*Exercise instructions*:
Lines in the entries below where the word "facade" shows up should each be copied.

——

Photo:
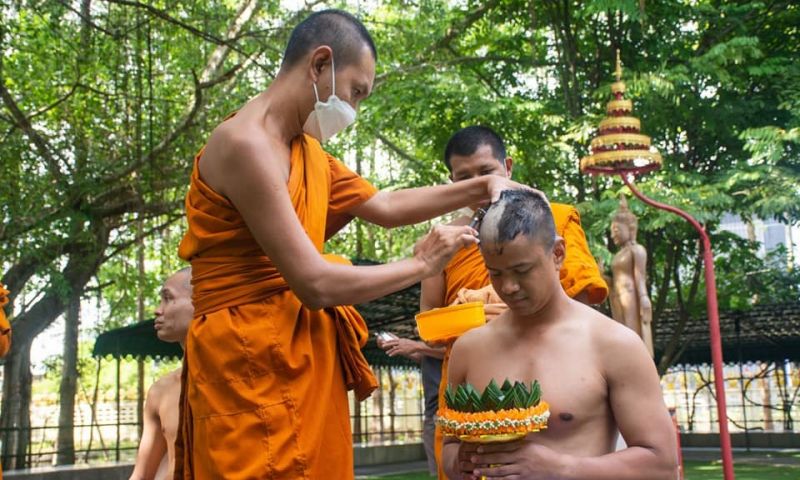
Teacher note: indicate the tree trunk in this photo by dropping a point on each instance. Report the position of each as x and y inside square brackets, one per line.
[69, 384]
[15, 419]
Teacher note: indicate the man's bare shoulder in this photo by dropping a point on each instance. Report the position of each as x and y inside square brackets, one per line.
[459, 221]
[237, 140]
[162, 387]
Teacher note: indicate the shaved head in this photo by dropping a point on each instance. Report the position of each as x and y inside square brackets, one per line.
[341, 31]
[185, 276]
[518, 212]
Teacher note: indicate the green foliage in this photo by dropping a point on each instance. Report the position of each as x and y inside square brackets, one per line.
[465, 398]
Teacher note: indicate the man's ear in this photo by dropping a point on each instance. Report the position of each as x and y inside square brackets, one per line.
[559, 252]
[319, 59]
[509, 164]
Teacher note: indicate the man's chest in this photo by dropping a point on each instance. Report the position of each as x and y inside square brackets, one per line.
[571, 383]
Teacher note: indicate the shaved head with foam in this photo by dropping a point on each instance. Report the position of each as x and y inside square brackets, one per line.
[518, 212]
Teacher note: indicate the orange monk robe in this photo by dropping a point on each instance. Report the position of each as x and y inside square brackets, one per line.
[5, 331]
[265, 378]
[579, 273]
[5, 327]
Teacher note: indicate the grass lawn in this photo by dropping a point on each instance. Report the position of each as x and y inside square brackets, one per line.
[713, 470]
[694, 471]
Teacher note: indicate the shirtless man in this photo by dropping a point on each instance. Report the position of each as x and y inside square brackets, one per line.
[156, 456]
[595, 373]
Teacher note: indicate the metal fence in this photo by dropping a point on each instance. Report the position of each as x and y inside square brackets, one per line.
[761, 397]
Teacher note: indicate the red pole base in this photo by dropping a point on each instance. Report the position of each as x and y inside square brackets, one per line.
[713, 327]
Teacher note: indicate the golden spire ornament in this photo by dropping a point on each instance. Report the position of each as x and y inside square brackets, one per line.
[620, 146]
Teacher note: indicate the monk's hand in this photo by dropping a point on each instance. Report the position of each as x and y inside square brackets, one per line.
[441, 243]
[465, 466]
[402, 346]
[495, 184]
[520, 459]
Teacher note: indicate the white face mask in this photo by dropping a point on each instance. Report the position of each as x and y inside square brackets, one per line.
[330, 117]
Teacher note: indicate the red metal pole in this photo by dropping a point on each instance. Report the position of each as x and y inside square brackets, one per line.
[713, 326]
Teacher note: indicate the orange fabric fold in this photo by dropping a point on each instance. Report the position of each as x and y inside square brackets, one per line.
[466, 277]
[265, 378]
[5, 326]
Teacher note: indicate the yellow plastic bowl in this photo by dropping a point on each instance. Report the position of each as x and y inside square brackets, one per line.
[450, 322]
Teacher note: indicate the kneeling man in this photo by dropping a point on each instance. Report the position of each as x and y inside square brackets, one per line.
[156, 457]
[596, 374]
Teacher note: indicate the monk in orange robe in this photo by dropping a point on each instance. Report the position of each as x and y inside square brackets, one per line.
[271, 351]
[5, 332]
[5, 327]
[473, 152]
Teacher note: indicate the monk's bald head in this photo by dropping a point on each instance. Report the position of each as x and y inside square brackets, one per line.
[341, 31]
[518, 212]
[183, 279]
[175, 311]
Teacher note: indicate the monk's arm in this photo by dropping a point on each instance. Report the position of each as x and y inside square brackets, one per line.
[638, 408]
[414, 205]
[432, 293]
[153, 446]
[582, 279]
[257, 189]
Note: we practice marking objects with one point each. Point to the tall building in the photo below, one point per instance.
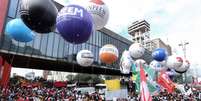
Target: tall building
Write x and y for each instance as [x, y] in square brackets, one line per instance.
[51, 52]
[140, 31]
[158, 43]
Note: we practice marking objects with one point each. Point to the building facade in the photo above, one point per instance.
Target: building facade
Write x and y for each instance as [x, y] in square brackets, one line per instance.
[51, 52]
[140, 32]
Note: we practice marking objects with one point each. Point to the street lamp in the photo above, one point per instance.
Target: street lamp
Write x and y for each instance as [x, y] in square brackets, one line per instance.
[183, 46]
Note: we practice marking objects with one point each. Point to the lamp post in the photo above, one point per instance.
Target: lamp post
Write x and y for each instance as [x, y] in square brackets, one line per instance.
[183, 46]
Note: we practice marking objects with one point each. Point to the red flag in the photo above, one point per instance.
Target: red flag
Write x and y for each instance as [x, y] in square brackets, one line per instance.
[5, 74]
[144, 91]
[165, 82]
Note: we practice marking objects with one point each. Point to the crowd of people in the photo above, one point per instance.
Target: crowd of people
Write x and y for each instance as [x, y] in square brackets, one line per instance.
[46, 94]
[64, 94]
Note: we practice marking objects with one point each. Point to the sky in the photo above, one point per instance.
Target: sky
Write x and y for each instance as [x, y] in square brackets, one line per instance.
[173, 21]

——

*Task result*:
Note: we practice marking objects with one point each. Point to the building facade in the photo above, one point per instance.
Target: building facade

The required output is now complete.